[start RECORDS SHOWN]

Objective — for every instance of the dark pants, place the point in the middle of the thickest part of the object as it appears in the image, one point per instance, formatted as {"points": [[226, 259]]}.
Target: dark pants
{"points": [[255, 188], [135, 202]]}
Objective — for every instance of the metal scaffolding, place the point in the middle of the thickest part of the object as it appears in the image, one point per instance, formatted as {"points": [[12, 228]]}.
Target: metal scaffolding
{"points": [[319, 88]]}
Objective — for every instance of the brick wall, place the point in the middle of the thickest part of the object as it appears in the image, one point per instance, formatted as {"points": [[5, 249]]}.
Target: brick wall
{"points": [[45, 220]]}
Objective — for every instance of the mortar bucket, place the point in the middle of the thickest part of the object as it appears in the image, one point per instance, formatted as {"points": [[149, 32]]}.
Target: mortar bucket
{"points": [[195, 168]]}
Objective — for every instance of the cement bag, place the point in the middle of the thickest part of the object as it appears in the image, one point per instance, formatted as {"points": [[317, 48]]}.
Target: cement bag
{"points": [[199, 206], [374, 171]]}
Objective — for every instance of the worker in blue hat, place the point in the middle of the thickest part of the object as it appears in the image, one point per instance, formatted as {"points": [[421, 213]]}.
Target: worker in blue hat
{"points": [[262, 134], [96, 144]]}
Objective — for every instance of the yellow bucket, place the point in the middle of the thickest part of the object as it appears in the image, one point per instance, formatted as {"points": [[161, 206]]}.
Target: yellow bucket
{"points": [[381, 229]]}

[end RECORDS SHOWN]

= DIRECTION =
Render all the lines above as a CSV with two columns, instruction and points. Give each block of text and the answer after it one row, with each value in a single quoted field and line breaks turned into spaces.

= EXERCISE RESULT =
instruction,points
"Objective — for every instance of the dark pants, place the point in the middle of the thickest part of the object as it appears in the image, one point per instance, formatted as {""points"": [[226, 259]]}. Target: dark pants","{""points"": [[255, 188], [135, 202]]}"
"Objective — for every instance of the metal scaffolding, place the point in the middle of the thickest part of the object as it appears in the image, one point per instance, formatted as {""points"": [[12, 228]]}. Target: metal scaffolding","{""points"": [[319, 88]]}"
"Objective — for every instance of the brick wall, place the point in the middle of the thickest part of the object as it appears in the image, one point per instance, formatted as {""points"": [[5, 249]]}. Target: brick wall","{""points"": [[45, 220]]}"
"Objective — for every instance of the mortar bucket, place the point in the middle of the thickest part of the object as it appears in the image, one point per instance, formatted as {""points"": [[149, 32]]}. Target: mortar bucket","{""points"": [[195, 168]]}"
"Objective — for every instance of the cement bag, place the point in the middle of the thickest part of the object as it appears in the image, one point per instance, formatted as {""points"": [[317, 48]]}. Target: cement bag","{""points"": [[199, 206], [374, 171]]}"
"Objective — for every instance of the worker in blue hat, place the point in the middle of the thickest part of the object as it appears in the image, one point per instance, formatted as {""points"": [[421, 213]]}. Target: worker in blue hat","{""points"": [[262, 134], [96, 144]]}"
"Objective — for every instance of the yellow bucket, place the point in the middle of the thickest part of the object as it appears in the image, one point per instance, formatted as {""points"": [[161, 206]]}. Target: yellow bucket","{""points"": [[381, 229]]}"